* [本文]

------------------------------------

シンガポールへとつづく国境の街、マレーシアのジョホールバルに住む私は、車やバスや電車で、たびたびシンガポールに買い物や食事、観劇や美術館のために行きます。
いくつか気に入っている、リピートしている場所があるのですが、その中でも圧倒的に美しく、1番好きな場所をご紹介したいと思います。
その名も、Atlas Bar。
Bugis駅からほど近いところにある、「パークビュースクエア」というビルの中にあります。
ちょっとユニークなデザインのこちらのビルは、バットマンの映画の架空の都市「ゴッサムシティ」にでてくるビルに似ていることから、「ゴッサムビル」とも呼ばれています。
このビルのテナントには、オーストリア、オマーン、アラブ首長国連邦、モンゴルなどの国の大使館や、多国籍企業が入っています。ビルのまわりには小さな庭園があり、アーティスティックなモニュメントが飾ってあります。
中に入ると、600平米を超える広さのラウンジ。どこを見渡しても美しいアールデコ調のインテリア。高い天井や壁にも装飾がほどこされており、真ん中には花が飾られ、ため息がでる美しさ。
高さ15メートルの3階建ての棚に納められている、世界中から集められた1300種ものジンコレクションは圧巻ものです。

------------------------------------

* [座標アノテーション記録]
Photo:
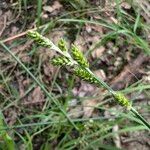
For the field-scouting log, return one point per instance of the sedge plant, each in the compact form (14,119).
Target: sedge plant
(77,64)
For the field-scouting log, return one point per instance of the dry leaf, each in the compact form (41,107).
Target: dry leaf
(36,97)
(76,112)
(88,107)
(55,6)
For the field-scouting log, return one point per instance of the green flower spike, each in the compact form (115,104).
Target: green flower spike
(61,61)
(122,100)
(62,45)
(42,41)
(84,74)
(78,56)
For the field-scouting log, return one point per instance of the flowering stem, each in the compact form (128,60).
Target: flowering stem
(38,82)
(80,65)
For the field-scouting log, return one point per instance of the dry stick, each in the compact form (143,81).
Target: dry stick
(42,87)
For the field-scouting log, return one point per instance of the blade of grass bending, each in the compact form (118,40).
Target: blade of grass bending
(143,121)
(41,86)
(9,142)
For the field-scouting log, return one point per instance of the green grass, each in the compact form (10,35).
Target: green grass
(50,125)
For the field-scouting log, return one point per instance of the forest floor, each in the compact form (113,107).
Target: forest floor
(114,36)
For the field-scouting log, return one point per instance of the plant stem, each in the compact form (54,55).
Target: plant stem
(41,86)
(133,110)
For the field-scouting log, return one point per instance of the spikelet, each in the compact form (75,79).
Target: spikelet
(39,39)
(78,56)
(84,74)
(61,61)
(122,100)
(62,45)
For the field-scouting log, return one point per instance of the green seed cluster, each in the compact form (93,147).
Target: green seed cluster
(61,61)
(42,41)
(78,56)
(62,45)
(122,100)
(84,74)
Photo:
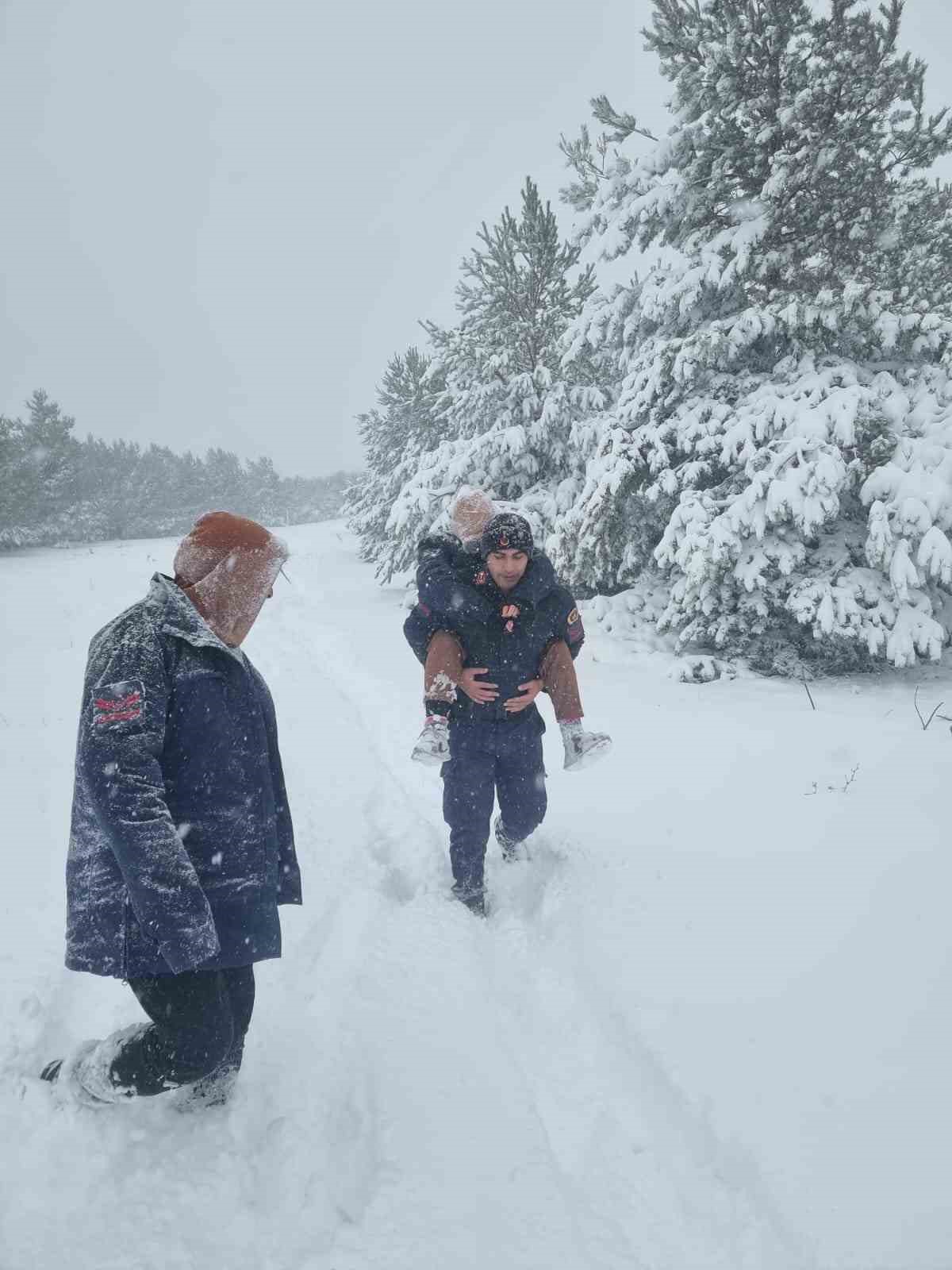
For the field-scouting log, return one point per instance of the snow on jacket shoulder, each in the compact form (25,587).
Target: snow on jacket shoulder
(450,595)
(181,845)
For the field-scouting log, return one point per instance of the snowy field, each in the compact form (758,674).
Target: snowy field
(706,1028)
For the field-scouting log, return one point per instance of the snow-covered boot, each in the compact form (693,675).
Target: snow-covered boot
(84,1077)
(473,895)
(508,846)
(583,749)
(433,743)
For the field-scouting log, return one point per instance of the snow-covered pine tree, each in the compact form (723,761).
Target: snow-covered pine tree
(511,397)
(786,404)
(395,435)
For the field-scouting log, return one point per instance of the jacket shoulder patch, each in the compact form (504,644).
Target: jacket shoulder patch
(118,702)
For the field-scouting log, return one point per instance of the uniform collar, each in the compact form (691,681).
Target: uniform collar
(181,618)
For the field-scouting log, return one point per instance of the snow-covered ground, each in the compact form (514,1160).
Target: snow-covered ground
(708,1026)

------------------------------------

* [課題 1]
本文について、次の問いに答えてください。
(a) Atlas Barが入っているビルの名前と、そのビルに近い駅はどこですか。
(b) そのビルが「ゴッサムビル」とも呼ばれるのはなぜですか。
(c) ジンコレクションは何種類あり、それを納める棚の高さは何メートルですか。
* [課題 2]
座標アノテーション記録のうち、「compact form (504,644).」を含む行から記録の最後の行までを、列名「入力」と「出力」の2列のCSVに変換してください。テキストとそれに続く座標の組ごとに1行とし、各値は改行を空白に置き換えたうえで引用符で囲んだ1つのフィールドに収めてください。

* [記述回答 1]
(a) ビルは「パークビュースクエア」で、Bugis駅の近くにあります。
(b) バットマンの映画の架空の都市「ゴッサムシティ」にでてくるビルに似ているからです。
(c) 1300種類あり、棚の高さは15メートルです。

* [記述回答 2]
入力,出力
"For the field-scouting log, return one point per instance of the jacket shoulder patch, each in the compact form (504,644). Target: jacket shoulder patch","(118,702)"
"For the field-scouting log, return one point per instance of the uniform collar, each in the compact form (691,681). Target: uniform collar","(181,618)"
"For the field-scouting log, return one point per instance of the snow-covered ground, each in the compact form (514,1160). Target: snow-covered ground","(708,1026)"